* _TEXT PROVIDED_
= = = = = = =

R devel - Aug 2012 - Quiz: How to get a "named column" from a data frame

Today, I was looking for an elegant (and efficient) way
to get a named (atomic) vector by selecting one column of a data frame.
Of course, the vector names must be the rownames of the data frame.

Ok, here is the quiz, I know one quite "cute"/"slick"
answer, but was
wondering if there are obvious better ones, and
also if this should not become more idiomatic (hence "R-devel"):

Consider this toy example, where the dataframe already has only
one column :
> nv <- c(a=1, d=17, e=101); nv
  a   d   e 
  1  17 101 
> df <- as.data.frame(cbind(VAR = nv)); df
  VAR
a   1
d  17
e 101

Now how, can I get 'nv' back from 'df' ?   I.e., how to get
> identical(nv, .......)
[1] TRUE

where ...... only uses 'df' (and no non-standard R packages)?

As said, I know a simple solution (*), but I'm sure it is not
obvious to most R users and probably not even to the majority of
R-devel readers... OTOH, people like Bill Dunlap will not take
long to provide it or a better one.

(*) In my solution, the above '.......' consists of 17 letters.
I'll post it later today (CEST time) ... or confirm
that someone else has done so.

Martin

I don't know if this is better, but it's the most obvious/shortest I
could come up with.  Transpose the data.frame column to a 'row' vector
and drop the dimensions.

R> identical(nv, drop(t(df)))

= = = = = = =

* _DATASET ROWS_
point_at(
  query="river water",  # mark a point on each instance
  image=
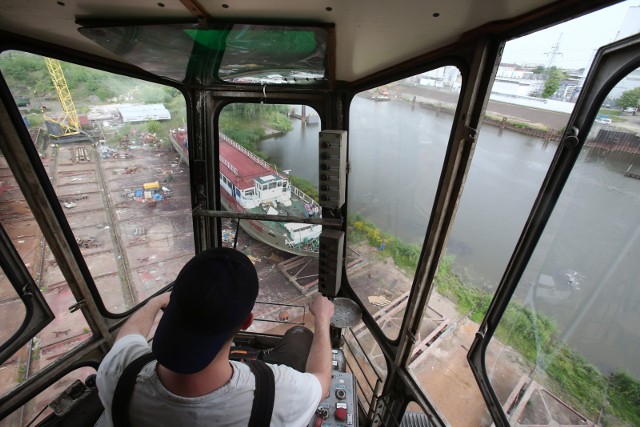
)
(585, 271)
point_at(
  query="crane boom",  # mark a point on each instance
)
(68, 120)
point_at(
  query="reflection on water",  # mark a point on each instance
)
(585, 253)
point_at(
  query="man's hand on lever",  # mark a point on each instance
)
(319, 360)
(142, 320)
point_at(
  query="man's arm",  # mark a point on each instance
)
(319, 360)
(142, 320)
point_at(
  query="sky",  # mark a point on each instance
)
(577, 39)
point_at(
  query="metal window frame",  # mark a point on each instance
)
(611, 64)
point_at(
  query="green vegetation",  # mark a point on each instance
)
(247, 124)
(552, 82)
(405, 255)
(532, 334)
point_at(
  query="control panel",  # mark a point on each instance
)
(333, 168)
(339, 408)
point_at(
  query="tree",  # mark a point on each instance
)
(539, 69)
(629, 99)
(552, 83)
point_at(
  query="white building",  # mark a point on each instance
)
(143, 113)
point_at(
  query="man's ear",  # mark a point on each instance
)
(247, 322)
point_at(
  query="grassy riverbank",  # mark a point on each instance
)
(614, 400)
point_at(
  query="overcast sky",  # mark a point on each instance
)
(577, 39)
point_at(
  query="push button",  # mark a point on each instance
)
(341, 414)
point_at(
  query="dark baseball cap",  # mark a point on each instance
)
(213, 293)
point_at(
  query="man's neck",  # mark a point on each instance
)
(211, 378)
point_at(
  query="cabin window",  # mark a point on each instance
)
(54, 398)
(67, 330)
(260, 143)
(573, 327)
(249, 54)
(109, 166)
(398, 137)
(13, 311)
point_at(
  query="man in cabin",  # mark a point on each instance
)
(193, 382)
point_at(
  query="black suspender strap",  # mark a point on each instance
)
(263, 397)
(124, 390)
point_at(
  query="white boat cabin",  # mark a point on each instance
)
(301, 233)
(267, 190)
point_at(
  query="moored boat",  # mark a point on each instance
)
(252, 185)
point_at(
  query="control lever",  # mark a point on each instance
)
(321, 415)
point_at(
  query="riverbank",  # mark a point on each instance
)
(527, 119)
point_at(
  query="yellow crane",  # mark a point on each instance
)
(67, 124)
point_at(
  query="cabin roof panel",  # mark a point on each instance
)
(371, 35)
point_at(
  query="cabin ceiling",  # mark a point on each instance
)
(371, 35)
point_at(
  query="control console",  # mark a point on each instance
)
(339, 408)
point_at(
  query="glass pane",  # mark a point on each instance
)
(398, 139)
(121, 185)
(273, 171)
(268, 164)
(571, 333)
(13, 311)
(67, 330)
(249, 53)
(56, 398)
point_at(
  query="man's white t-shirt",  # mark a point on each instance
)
(297, 394)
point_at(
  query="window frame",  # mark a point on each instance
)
(611, 64)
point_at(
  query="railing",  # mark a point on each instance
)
(245, 151)
(229, 165)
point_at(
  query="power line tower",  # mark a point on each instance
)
(67, 124)
(555, 51)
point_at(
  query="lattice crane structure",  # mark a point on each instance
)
(67, 124)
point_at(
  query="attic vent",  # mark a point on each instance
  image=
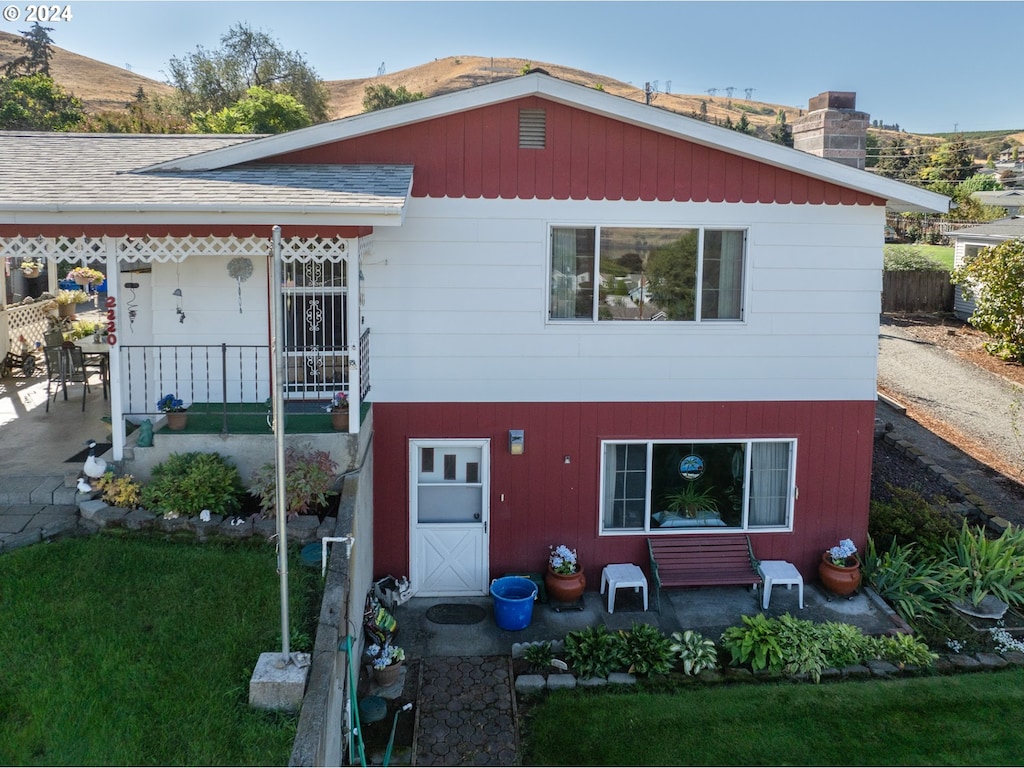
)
(532, 129)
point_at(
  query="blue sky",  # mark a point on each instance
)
(929, 67)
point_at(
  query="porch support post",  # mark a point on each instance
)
(354, 332)
(114, 374)
(278, 399)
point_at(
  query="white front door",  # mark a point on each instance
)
(449, 493)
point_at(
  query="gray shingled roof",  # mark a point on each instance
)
(61, 171)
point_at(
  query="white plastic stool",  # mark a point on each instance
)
(623, 574)
(779, 571)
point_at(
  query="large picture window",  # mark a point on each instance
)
(680, 486)
(644, 273)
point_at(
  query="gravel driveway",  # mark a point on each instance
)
(968, 398)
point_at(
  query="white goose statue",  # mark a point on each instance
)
(94, 466)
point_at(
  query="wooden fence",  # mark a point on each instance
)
(916, 291)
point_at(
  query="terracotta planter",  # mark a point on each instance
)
(564, 588)
(387, 676)
(339, 420)
(840, 580)
(177, 420)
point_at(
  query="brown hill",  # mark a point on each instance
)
(454, 73)
(100, 86)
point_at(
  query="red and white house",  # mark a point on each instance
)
(572, 307)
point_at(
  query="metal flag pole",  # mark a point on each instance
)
(278, 412)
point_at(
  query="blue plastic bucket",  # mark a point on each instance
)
(514, 598)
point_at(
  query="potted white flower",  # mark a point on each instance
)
(564, 581)
(840, 568)
(387, 660)
(31, 268)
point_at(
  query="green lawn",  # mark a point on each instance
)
(132, 649)
(968, 719)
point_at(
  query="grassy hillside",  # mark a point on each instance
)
(102, 86)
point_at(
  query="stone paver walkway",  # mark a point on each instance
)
(467, 712)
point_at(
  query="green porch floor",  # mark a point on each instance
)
(251, 418)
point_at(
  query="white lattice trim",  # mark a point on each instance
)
(163, 250)
(58, 249)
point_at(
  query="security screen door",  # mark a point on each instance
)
(450, 488)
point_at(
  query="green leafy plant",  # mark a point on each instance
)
(187, 483)
(995, 276)
(539, 654)
(645, 650)
(842, 644)
(66, 298)
(694, 651)
(593, 651)
(689, 500)
(903, 650)
(123, 491)
(913, 584)
(908, 518)
(309, 477)
(979, 565)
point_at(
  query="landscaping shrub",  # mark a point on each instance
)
(593, 651)
(309, 476)
(914, 585)
(795, 646)
(187, 483)
(904, 258)
(909, 518)
(979, 565)
(695, 651)
(646, 651)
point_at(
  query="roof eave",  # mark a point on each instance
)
(213, 215)
(899, 197)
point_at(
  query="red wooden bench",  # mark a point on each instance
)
(701, 561)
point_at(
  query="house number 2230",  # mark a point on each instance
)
(112, 321)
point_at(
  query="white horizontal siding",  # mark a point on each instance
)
(457, 301)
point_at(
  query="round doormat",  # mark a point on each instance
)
(456, 613)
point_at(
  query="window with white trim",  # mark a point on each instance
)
(646, 273)
(691, 485)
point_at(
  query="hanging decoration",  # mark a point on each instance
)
(241, 267)
(177, 292)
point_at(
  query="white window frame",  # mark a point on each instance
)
(647, 529)
(700, 228)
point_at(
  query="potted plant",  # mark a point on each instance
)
(69, 300)
(840, 568)
(387, 660)
(177, 418)
(84, 275)
(31, 268)
(564, 581)
(338, 408)
(690, 500)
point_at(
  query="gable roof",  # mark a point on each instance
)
(899, 197)
(49, 178)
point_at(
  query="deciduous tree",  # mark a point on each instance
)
(209, 81)
(995, 276)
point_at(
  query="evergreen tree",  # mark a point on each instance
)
(39, 49)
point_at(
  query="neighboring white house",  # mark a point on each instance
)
(438, 262)
(969, 241)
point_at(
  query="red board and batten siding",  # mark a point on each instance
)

= = = = = = =

Reproduce everything in the R-devel thread from "As said, I know" down to "a better one." without changing a word. The records were taken from a separate source.

As said, I know a simple solution (*), but I'm sure it is not
obvious to most R users and probably not even to the majority of
R-devel readers... OTOH, people like Bill Dunlap will not take
long to provide it or a better one.